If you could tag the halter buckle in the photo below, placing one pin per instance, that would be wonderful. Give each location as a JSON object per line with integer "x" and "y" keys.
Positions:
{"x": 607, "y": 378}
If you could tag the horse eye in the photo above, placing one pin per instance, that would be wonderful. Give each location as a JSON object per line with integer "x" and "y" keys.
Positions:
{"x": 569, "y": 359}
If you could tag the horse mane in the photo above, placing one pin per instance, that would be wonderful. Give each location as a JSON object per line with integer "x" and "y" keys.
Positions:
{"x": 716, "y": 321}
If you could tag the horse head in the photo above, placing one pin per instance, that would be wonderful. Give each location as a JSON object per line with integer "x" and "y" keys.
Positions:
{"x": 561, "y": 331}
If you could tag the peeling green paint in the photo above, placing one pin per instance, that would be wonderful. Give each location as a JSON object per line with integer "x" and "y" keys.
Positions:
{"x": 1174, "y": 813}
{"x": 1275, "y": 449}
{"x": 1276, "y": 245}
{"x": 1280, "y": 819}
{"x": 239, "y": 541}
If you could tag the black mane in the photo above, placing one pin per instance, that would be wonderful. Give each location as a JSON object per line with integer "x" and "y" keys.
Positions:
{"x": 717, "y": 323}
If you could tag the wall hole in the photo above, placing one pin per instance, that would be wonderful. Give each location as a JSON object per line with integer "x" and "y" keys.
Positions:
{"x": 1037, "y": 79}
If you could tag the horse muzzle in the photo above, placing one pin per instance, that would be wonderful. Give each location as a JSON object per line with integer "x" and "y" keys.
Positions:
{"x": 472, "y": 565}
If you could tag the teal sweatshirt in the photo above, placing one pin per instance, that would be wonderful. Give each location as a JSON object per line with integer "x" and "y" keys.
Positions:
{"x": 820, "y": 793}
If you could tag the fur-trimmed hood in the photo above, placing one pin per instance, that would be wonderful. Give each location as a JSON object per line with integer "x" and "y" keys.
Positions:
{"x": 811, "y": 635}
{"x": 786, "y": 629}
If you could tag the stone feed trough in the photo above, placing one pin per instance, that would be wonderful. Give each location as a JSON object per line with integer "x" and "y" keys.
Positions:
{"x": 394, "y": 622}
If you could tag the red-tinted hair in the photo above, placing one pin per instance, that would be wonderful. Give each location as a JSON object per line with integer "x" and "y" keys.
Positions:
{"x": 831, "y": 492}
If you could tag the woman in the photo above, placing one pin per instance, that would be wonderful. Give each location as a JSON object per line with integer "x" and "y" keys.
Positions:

---------------

- [Requirement] The records above need to be transcribed in full. Keep every character unchanged.

- [Output for this exercise]
If you could tag the halter buckle in the photo below, placing one pin per instance, that would be wonderful. Give each location as a JSON object per line with integer "x" and "y" keys.
Positions:
{"x": 607, "y": 378}
If you could tag the horse eye in the photo above, placing one pin per instance, that would be wonderful. Give each location as a JSON object per line with integer "x" and "y" keys.
Positions:
{"x": 569, "y": 359}
If you could tag the horse mane in the photo above, placing one pin per instance, that would be wonderful. Give each location as a JSON object per line with integer "x" and "y" keys.
Positions:
{"x": 716, "y": 321}
If you could tag the horse head in the photo above, placing one pin per instance, that would be wonderful. Give each location as a JSON object per line with integer "x" and "y" keys.
Positions:
{"x": 561, "y": 331}
If you could tag the peeling green paint in the photo above, placing one pin per instance, that would be wonderful. Give each location as a JSON object per line with integer "x" and "y" keys.
Positions:
{"x": 1174, "y": 813}
{"x": 1275, "y": 449}
{"x": 1276, "y": 245}
{"x": 1280, "y": 819}
{"x": 239, "y": 541}
If you could tag the black mane in the photo above, placing one pin per instance, that would be wonderful. Give each location as a JSON object per line with integer "x" and "y" keys.
Positions:
{"x": 717, "y": 323}
If you could tag the wall hole in the photo above, placing one pin per instance, that would be wonderful. Give each location as a JSON object per line with integer "x" and "y" keys.
Positions:
{"x": 1037, "y": 79}
If you could tag the horse muzzle in the photo above, placing one pin per instance, that would be wonderful. Give each location as a JSON object per line with integer "x" and "y" keys.
Positions:
{"x": 472, "y": 565}
If you could tag the teal sweatshirt in the photo above, placing one pin per instance, that would be wonderful. Give each location as a JSON object per line with integer "x" and "y" keys.
Positions:
{"x": 820, "y": 793}
If you could tag the fur-trimmed hood in the photo above, placing one pin per instance, that would be wonderful. Give each location as a JSON object per line with integer "x" and "y" keys.
Positions:
{"x": 811, "y": 635}
{"x": 786, "y": 629}
If you could tag the stone feed trough in the photo above, placing one pin per instance, that would be wonderful. Give each location as a JSON object per line with integer "x" and "y" keys.
Positions:
{"x": 394, "y": 622}
If you could tag the red-tinted hair in the photo above, placing one pin per instance, that would be wonderful. Give each location as a JSON object per line with integer "x" and "y" keys.
Positions:
{"x": 831, "y": 492}
If you could tag the woman in the photo above, placing one pin per instance, that would be wonderful. Give each location as a JSON object per line with integer "x" and "y" keys.
Positions:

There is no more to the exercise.